PROBLEM STATEMENT
Say whether each statement agrees with the passage on the history of ECGs, answering yes or no and quoting the deciding words of the passage: (a) The machine Einthoven devised weighed over 600 pounds and needed five people to run it; (b) the 12-lead ECG machine attaches 12 physical electrodes to the patient; (c) after FDA approval, the AliveCor Heart Monitor could be bought by anyone.
:: SELECTED PASSAGE ::
ECGs through the ages
Precursors to the ECG can be traced back to the late 1800s, when scientists identified that the human heart produces electrical currents. The first attempts to measure these signals, and thereby the heart’s activity, included the capillary electrometer, but these were not sensitive enough.
It was Dutch Nobelist Willem Einthoven who, in the early 1900s, designed a reliable way to measure the heart’s electric waves and coined the term ‘electrocardiogram’. He even identified features of these waves that are still employed today for diagnostic purposes: P wave, QRS complex, and T wave. The machine he devised to take these measurements weighed over 600 pounds and required 5 people to operate.
While Einthoven’s ECG concepts persisted, his ECG device did not and was, thankfully, improved. Over the 20th century, ECGs slimmed down and required less manpower, with modern ones weighing about 8 pounds and being operated by a single person. The accessories needed to operate an ECG unit – from cables to cables to leadwires – have improved to become more durable and reliable.
Most modern ECGs include electrodes that detect the heart’s electrical signals, leads that connect electrodes to the ECG equipment and the main ECG machine that displays and prints the electrical activity. In clinical settings, the 12-lead ECG machine is the standard. It uses 10 physical electrodes that are attached to the patient – six on the chest and four on the limbs – to measure their heart activity from 12 different angles. This will produce 12 individual graphs on a piece of ECG paper.
While there are ECGs that utilise different numbers of electrodes, such as 3-electrode systems or 5-electrode systems, the 12-lead ECG provides a more comprehensive picture of the heart’s electrical activity. By analysing its output, clinicians can perform detailed diagnosis and localisation of cardiac issues. Single-lead ECGs that are common in personal monitors such as smartwatches might be more adequate for screening, while a more definite picture can be obtained from 12-lead ECGs under the supervision of clinicians.
Holter monitors: the precursor to wearable ECG monitors
In the digital health age, the ability to monitor and analyse ECGs has become possible outside of clinical settings. Now, patients can take an ECG reading from devices that fit their wrists at home. But before these minaturised versions were even a possibility, the Holter monitor provided a glimpse at today’s portable and wearable ECGs.
This portable device, featuring at least two electrodes, enables the continuous monitoring of heart activity, usually fore 1 to 2 days. It was the product of the work of Norman Holter and Bruce Del Mar in the mid-1900s, with clinical use starting in the early 1960s. It is still used in practice in cases where a traditional ECG reading doesn’t yield enough information. The Holter monitor may be able to detect irregular signals that were not caught by the ECG.
If no irregular heartbeat is detected by during a standard Holter monitoring, an event monitor might be needed. It is similar to the Holter monitor but is able to record signals for longer periods, over the course of weeks.
The Holter monitor and event monitor were early indications of wearable ECGs and personal ECG monitors.
Innovation at heart: ECG monitoring in the digital health era
The next stage of the evolution of ECGs, that of compact monitors, was spearheaded by AliveCor. The company’s first device, the AliveCor Heart Monitor, was released in 2011. It was an iPhone case that doubled as a single-lead ECG. A notable milestone is that it received FDA approval for medical use in 2012, and was available for purchase by doctors only.
:::
:: STORED DATA ::
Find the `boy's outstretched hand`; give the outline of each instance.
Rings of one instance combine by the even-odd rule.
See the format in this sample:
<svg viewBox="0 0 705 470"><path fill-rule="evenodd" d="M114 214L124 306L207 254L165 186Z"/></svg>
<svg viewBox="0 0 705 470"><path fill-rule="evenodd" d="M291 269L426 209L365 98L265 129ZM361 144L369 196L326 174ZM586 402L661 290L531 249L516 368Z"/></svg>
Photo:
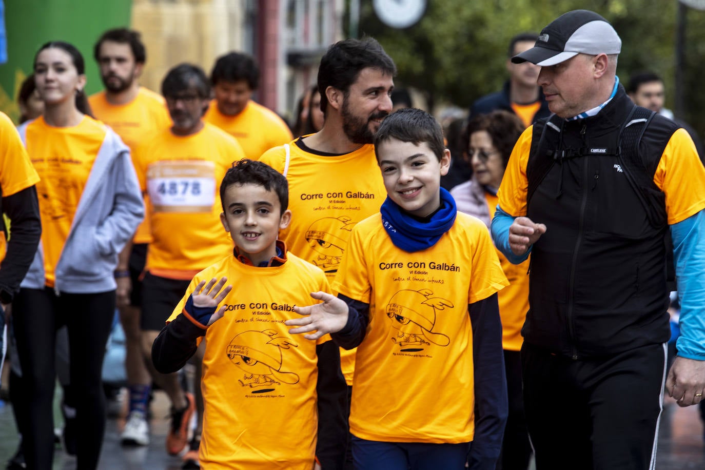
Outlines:
<svg viewBox="0 0 705 470"><path fill-rule="evenodd" d="M299 327L291 328L289 333L299 334L315 330L316 333L304 335L304 338L317 340L324 335L342 330L348 323L348 304L327 292L311 292L311 297L322 300L323 303L307 307L295 306L294 311L305 316L284 322L288 326Z"/></svg>
<svg viewBox="0 0 705 470"><path fill-rule="evenodd" d="M196 311L194 312L195 315L194 316L200 323L206 326L210 326L216 320L222 318L226 309L228 308L227 305L223 305L218 309L217 311L213 312L218 305L225 299L228 294L230 293L230 291L233 290L232 285L228 285L223 289L223 286L228 282L227 278L221 278L221 280L218 280L217 283L216 283L216 280L214 278L207 284L206 284L205 280L202 280L196 286L193 293L191 294L193 306L196 307L195 309ZM204 285L205 285L205 287L204 287ZM221 290L221 289L222 290ZM209 310L211 312L210 314L207 313ZM209 314L209 318L206 318Z"/></svg>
:::
ANSWER TO THIS TASK
(a) Yes: "The machine he devised to take these measurements weighed over 600 pounds and required 5 people to operate."
(b) No: "It uses 10 physical electrodes that are attached to the patient"
(c) No: "was available for purchase by doctors only."